* Records of labeled points *
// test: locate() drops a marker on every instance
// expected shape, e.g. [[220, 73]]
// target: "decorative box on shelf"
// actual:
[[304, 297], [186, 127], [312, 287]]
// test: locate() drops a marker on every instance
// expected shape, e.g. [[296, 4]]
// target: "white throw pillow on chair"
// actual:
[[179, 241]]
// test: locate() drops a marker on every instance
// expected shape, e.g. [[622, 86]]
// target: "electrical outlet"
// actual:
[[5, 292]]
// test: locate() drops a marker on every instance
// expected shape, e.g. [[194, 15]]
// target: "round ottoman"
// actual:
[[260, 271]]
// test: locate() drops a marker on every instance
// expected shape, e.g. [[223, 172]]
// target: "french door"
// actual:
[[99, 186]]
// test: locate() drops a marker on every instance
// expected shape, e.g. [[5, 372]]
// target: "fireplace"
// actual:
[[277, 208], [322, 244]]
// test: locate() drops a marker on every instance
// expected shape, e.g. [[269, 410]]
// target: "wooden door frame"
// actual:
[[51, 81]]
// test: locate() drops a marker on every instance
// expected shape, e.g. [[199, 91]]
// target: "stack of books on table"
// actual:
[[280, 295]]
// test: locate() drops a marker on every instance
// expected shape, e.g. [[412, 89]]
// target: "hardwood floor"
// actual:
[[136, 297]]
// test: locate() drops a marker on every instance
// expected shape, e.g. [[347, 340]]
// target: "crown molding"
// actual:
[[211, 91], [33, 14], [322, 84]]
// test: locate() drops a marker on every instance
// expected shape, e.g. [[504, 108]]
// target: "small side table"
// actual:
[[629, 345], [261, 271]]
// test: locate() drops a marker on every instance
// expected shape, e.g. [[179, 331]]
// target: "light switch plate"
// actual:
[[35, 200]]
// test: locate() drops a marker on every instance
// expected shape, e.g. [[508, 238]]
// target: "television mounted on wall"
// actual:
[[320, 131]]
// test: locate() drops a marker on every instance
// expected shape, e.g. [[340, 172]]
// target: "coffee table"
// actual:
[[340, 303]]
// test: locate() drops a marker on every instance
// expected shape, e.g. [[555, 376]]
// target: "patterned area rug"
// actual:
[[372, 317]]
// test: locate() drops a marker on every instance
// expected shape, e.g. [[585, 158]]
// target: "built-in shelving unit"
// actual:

* Written exercise *
Quote all of the records above verbatim, from the first line through the last.

* Output below *
// test: locate() drops a marker on every instance
// expected shape, e.g. [[220, 73]]
// target: "decorative box on shelf"
// actual:
[[304, 297], [186, 127], [312, 287]]
// test: locate() drops a marker on every instance
// expected shape, e.g. [[296, 4]]
// target: "white throw pillow on chair"
// actual:
[[179, 241]]
// test: locate() drops a marker on every instance
// expected shape, e.g. [[622, 86]]
// target: "electrical outlet"
// actual:
[[5, 292]]
// test: locate() drops a marker on every instance
// expected shape, e.g. [[194, 15]]
// target: "round ottoman"
// actual:
[[260, 271]]
// test: locate() drops a marker on every instance
// expected shape, e.g. [[223, 172]]
// target: "french door"
// actual:
[[99, 186]]
// test: locate() drops a marker on every instance
// expected shape, e.g. [[5, 372]]
// target: "fireplace"
// actual:
[[277, 208], [322, 244]]
// test: locate() drops a marker on every instance
// expected shape, e.g. [[269, 410]]
// target: "wooden door frame"
// actual:
[[51, 81]]
// test: locate() drops a marker on every instance
// expected shape, e.g. [[199, 91]]
// target: "stack of books on table"
// actual:
[[280, 295]]
// test: locate() drops a marker on every instance
// expected shape, e.g. [[412, 89]]
// target: "hardwood floor"
// actual:
[[136, 297]]
// test: locate() drops a marker on every instance
// expected shape, e.g. [[347, 340]]
// target: "crown molding"
// actual:
[[211, 91], [33, 14], [322, 84]]
// test: locate() drops a marker on every instance
// expected shape, e.g. [[504, 108]]
// target: "small side table"
// actual:
[[629, 345], [261, 271]]
// test: locate() drops a marker on every instance
// expected shape, e.g. [[179, 331]]
// target: "light switch plate"
// actual:
[[35, 200]]
// test: locate() drops a marker on every instance
// expected shape, e.g. [[508, 238]]
// target: "television mounted on wall"
// actual:
[[320, 131]]
// test: locate() drops a marker on every instance
// expected shape, e.g. [[340, 172]]
// target: "coffee table"
// actual:
[[340, 303]]
// test: locate() drops a marker on every instance
// expected shape, e.g. [[555, 376]]
// target: "patterned area rug"
// actual:
[[372, 317]]
// test: locate() drops a marker on every instance
// expected shape, e.g. [[585, 158]]
// target: "built-in shelving unit"
// actual:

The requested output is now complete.